TASK STATEMENT =
Each line of the material should be output exactly as shown.

EXTRACTED ENTRIES =

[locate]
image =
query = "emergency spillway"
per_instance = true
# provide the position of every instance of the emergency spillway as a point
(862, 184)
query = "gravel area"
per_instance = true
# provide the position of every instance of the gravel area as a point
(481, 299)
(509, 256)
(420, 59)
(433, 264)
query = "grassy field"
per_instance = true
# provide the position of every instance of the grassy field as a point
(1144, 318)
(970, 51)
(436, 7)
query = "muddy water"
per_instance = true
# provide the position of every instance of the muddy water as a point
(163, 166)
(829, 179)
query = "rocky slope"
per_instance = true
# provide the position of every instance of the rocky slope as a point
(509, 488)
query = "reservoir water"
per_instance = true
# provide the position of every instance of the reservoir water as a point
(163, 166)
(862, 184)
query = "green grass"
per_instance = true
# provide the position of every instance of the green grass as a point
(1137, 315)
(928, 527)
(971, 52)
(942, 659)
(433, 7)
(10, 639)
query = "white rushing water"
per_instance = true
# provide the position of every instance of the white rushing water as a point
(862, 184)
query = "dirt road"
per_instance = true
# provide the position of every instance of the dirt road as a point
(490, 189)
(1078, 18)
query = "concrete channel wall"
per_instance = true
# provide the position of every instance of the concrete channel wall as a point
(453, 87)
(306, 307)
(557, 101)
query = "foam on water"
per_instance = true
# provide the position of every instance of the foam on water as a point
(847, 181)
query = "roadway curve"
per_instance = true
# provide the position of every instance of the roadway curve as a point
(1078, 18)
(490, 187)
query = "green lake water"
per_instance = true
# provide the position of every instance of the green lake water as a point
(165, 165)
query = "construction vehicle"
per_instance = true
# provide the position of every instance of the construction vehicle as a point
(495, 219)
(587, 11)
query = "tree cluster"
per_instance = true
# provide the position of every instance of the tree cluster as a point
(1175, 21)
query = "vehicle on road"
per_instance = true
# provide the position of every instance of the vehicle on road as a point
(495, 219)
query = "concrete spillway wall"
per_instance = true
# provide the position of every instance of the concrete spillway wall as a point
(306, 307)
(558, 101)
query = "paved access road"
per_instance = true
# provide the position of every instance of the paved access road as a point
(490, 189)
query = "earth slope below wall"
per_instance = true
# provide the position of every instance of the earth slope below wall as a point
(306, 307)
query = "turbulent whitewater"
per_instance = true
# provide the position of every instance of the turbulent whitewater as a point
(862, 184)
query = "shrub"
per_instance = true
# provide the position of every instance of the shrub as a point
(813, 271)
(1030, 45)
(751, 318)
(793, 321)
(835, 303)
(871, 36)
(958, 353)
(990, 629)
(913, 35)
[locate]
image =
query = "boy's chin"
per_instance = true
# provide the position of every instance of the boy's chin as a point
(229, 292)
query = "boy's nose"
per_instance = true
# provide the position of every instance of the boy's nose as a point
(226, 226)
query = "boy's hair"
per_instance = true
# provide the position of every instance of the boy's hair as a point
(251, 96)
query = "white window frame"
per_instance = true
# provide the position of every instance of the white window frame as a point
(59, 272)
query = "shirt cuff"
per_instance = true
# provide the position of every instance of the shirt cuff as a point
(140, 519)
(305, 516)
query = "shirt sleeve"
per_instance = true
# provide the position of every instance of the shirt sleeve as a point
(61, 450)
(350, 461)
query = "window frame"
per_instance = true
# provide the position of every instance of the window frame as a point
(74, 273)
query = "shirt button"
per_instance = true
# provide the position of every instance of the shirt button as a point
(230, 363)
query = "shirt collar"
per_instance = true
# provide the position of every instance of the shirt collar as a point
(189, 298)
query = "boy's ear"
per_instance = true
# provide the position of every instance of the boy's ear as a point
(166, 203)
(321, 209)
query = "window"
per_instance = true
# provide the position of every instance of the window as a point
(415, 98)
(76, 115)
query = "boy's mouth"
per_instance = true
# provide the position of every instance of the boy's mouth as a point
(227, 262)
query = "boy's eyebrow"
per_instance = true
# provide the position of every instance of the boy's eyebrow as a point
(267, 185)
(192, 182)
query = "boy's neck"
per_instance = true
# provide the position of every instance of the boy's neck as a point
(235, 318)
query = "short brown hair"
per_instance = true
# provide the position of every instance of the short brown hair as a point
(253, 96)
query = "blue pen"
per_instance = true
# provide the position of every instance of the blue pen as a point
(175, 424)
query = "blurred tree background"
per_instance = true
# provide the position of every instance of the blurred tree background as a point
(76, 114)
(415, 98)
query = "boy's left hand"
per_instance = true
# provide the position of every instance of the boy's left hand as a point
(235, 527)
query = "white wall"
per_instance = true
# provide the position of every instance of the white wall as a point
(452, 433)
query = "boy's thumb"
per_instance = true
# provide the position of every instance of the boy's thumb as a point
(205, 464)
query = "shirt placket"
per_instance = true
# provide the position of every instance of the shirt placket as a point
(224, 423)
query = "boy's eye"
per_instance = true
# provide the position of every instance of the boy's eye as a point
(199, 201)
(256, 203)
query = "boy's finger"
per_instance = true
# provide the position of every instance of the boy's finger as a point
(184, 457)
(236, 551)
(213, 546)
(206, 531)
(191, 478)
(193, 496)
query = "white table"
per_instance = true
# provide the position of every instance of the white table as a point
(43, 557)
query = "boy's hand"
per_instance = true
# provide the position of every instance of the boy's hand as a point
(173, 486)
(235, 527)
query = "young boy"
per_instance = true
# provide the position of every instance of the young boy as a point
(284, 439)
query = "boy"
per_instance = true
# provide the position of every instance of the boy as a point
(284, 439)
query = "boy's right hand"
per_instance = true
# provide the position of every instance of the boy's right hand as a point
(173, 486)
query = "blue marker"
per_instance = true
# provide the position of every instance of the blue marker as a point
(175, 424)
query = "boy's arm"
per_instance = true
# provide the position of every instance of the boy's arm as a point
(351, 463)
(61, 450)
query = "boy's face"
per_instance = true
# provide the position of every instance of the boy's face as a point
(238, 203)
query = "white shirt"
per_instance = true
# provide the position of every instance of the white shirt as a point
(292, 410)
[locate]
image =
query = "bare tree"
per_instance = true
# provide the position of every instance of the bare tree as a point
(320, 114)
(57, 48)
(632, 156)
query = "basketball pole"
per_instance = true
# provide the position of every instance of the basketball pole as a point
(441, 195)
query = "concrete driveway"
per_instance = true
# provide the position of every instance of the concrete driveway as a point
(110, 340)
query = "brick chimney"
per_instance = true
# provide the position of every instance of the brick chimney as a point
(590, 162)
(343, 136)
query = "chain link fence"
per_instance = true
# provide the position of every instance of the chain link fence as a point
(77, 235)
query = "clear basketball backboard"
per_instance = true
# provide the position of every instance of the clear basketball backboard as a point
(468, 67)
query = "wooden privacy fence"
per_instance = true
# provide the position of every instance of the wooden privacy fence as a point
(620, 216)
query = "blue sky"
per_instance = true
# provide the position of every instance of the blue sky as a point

FINAL ANSWER =
[locate]
image =
query = "emergency spillway"
per_instance = true
# provide the position of every instance of the emergency spillway as a point
(862, 184)
query = "gravel area"
per_instance = true
# provide the position of every instance of the gravel area as a point
(481, 299)
(509, 256)
(420, 59)
(433, 264)
query = "grassy field"
per_instance = true
# provide the position of every instance of the grassy field as a point
(1144, 318)
(970, 51)
(436, 7)
query = "muddy water"
per_instance = true
# provide the position of every instance of the muddy water as a point
(163, 166)
(829, 179)
query = "rocky slope"
per_instance = true
# provide the position of every instance of the rocky slope as a point
(509, 488)
query = "reservoir water"
per_instance = true
# provide the position of every instance of the reservoir water as a point
(163, 166)
(862, 184)
query = "green grass"
per_instance = true
# provide the position of every instance of the green grass as a point
(1137, 315)
(928, 527)
(971, 52)
(942, 659)
(433, 7)
(10, 639)
query = "white rushing water"
per_instance = true
# provide the position of every instance of the white rushing water as a point
(862, 184)
query = "dirt road"
per_instance = true
# provide the position of every instance of the dirt road as a point
(490, 189)
(1078, 18)
query = "concrete channel wall"
per_instance = true
# provide the position of every instance of the concrete channel wall as a point
(453, 87)
(306, 307)
(557, 101)
query = "foam on water"
per_instance = true
# provide the position of every instance of the foam on water as a point
(847, 181)
query = "roadway curve"
per_instance = true
# provide the position of every instance of the roadway curve as a point
(1078, 18)
(490, 187)
query = "green lake water"
per_instance = true
# provide the position of every instance of the green lake water as a point
(165, 165)
query = "construction vehicle"
per_instance = true
# provide the position of every instance of the construction vehicle as a point
(495, 219)
(587, 11)
query = "tree cluster"
per_instance = true
# provide the position of every instance of the tree cluster as a point
(1175, 21)
query = "vehicle on road"
per_instance = true
# provide the position of every instance of the vehicle on road as a point
(495, 219)
query = "concrete spillway wall"
per_instance = true
# provide the position of every instance of the concrete spillway wall as a point
(306, 307)
(558, 101)
query = "paved access road"
per_instance = true
# provide the position of every instance of the paved access road as a point
(490, 189)
query = "earth slope below wall"
per_instance = true
# provide the position of every instance of the earth slope below wall as a point
(306, 307)
query = "turbulent whitewater"
per_instance = true
# provide the position of every instance of the turbulent whitewater as a point
(862, 184)
query = "shrub"
per_instance = true
# provide the position of every instance of the shrub as a point
(813, 271)
(1030, 45)
(751, 318)
(793, 321)
(835, 303)
(871, 36)
(958, 353)
(990, 629)
(913, 35)
[locate]
image =
query = "boy's chin"
per_instance = true
# provide the position of every instance of the boy's chin as a point
(229, 292)
query = "boy's nose"
per_instance = true
# provide the position of every instance of the boy's nose as a point
(226, 226)
query = "boy's hair"
per_instance = true
# provide the position of every instance of the boy's hair as a point
(251, 96)
query = "white window frame"
per_instance = true
# provide the position of every instance of the white window frame as a point
(59, 272)
query = "shirt cuff"
per_instance = true
# provide the position of every instance of the shirt cuff as a point
(140, 519)
(305, 516)
query = "shirt sleeve"
per_instance = true
# provide the position of every instance of the shirt sleeve as a point
(61, 450)
(350, 461)
query = "window frame"
per_instance = true
# provide the position of every instance of the window frame as a point
(74, 273)
query = "shirt button"
per_instance = true
# provide the position of every instance of the shirt button as a point
(230, 363)
query = "shirt collar"
per_instance = true
# provide the position of every instance of the shirt collar as a point
(189, 298)
query = "boy's ear"
per_instance = true
# provide the position of every instance of the boy's ear as a point
(166, 203)
(321, 209)
query = "window"
per_instance = true
# provide the position of every instance of the window as a point
(415, 98)
(76, 115)
query = "boy's mouth"
per_instance = true
# provide the position of every instance of the boy's mouth as a point
(227, 262)
query = "boy's eyebrow"
per_instance = true
# provide the position of every instance of the boy's eyebrow as a point
(267, 185)
(192, 182)
query = "boy's neck"
per_instance = true
# provide the position of every instance of the boy's neck as a point
(235, 318)
query = "short brown hair"
per_instance = true
# provide the position of every instance of the short brown hair as a point
(253, 96)
query = "blue pen"
per_instance = true
# provide the position of every instance of the blue pen as a point
(175, 424)
query = "blurred tree background"
per_instance = true
# provide the position of every instance of the blurred tree background as a point
(76, 114)
(415, 98)
query = "boy's left hand"
per_instance = true
# provide the position of every instance of the boy's left hand as a point
(235, 527)
query = "white wall"
per_instance = true
# provide the position of every instance of the white wall as a point
(452, 433)
query = "boy's thumb"
per_instance = true
# provide the position of every instance of the boy's thumb as a point
(205, 464)
query = "shirt placket"
per_instance = true
# provide the position of every instance of the shirt placket as a point
(224, 423)
query = "boy's eye"
per_instance = true
# provide the position of every instance of the boy's eye as a point
(199, 201)
(256, 203)
query = "boy's finger"
per_instance = true
# provide the position of every instance of the boy's finger as a point
(184, 457)
(236, 551)
(213, 546)
(206, 531)
(191, 478)
(193, 496)
query = "white table"
per_instance = true
# provide the position of every instance of the white table as a point
(43, 557)
query = "boy's hand"
per_instance = true
# provide the position of every instance of the boy's hand as a point
(173, 486)
(235, 527)
query = "young boy"
per_instance = true
# provide the position of every instance of the young boy as a point
(284, 439)
query = "boy"
per_instance = true
# provide the position of every instance of the boy as a point
(284, 439)
query = "boy's right hand"
per_instance = true
# provide the position of every instance of the boy's right hand as a point
(173, 486)
query = "blue marker"
per_instance = true
# provide the position of every instance of the blue marker as a point
(175, 424)
query = "boy's arm"
per_instance = true
# provide the position of every instance of the boy's arm as a point
(351, 463)
(61, 450)
query = "boy's face"
per_instance = true
# provide the position of every instance of the boy's face as a point
(238, 203)
query = "white shirt"
per_instance = true
# provide the position of every instance of the white shirt as a point
(292, 410)
[locate]
image =
query = "bare tree"
per_instance = true
# provide the position of every instance of the bare tree as a point
(320, 114)
(57, 48)
(632, 156)
query = "basketball pole"
per_instance = true
# provide the position of every instance of the basketball pole as a point
(441, 195)
query = "concrete driveway"
per_instance = true
# provide the position of every instance of the concrete driveway as a point
(110, 340)
query = "brick chimney"
per_instance = true
# provide the position of every instance of the brick chimney as a point
(590, 162)
(343, 136)
query = "chain link fence"
per_instance = true
# provide the position of every instance of the chain link fence as a point
(77, 235)
query = "clear basketball backboard"
per_instance = true
# provide the position of every instance of the clear basketball backboard as a point
(468, 67)
query = "wooden privacy fence"
per_instance = true
# provide the position of every instance of the wooden privacy fence as a point
(620, 216)
query = "blue sky"
per_instance = true
# provide the position of every instance of the blue sky as a point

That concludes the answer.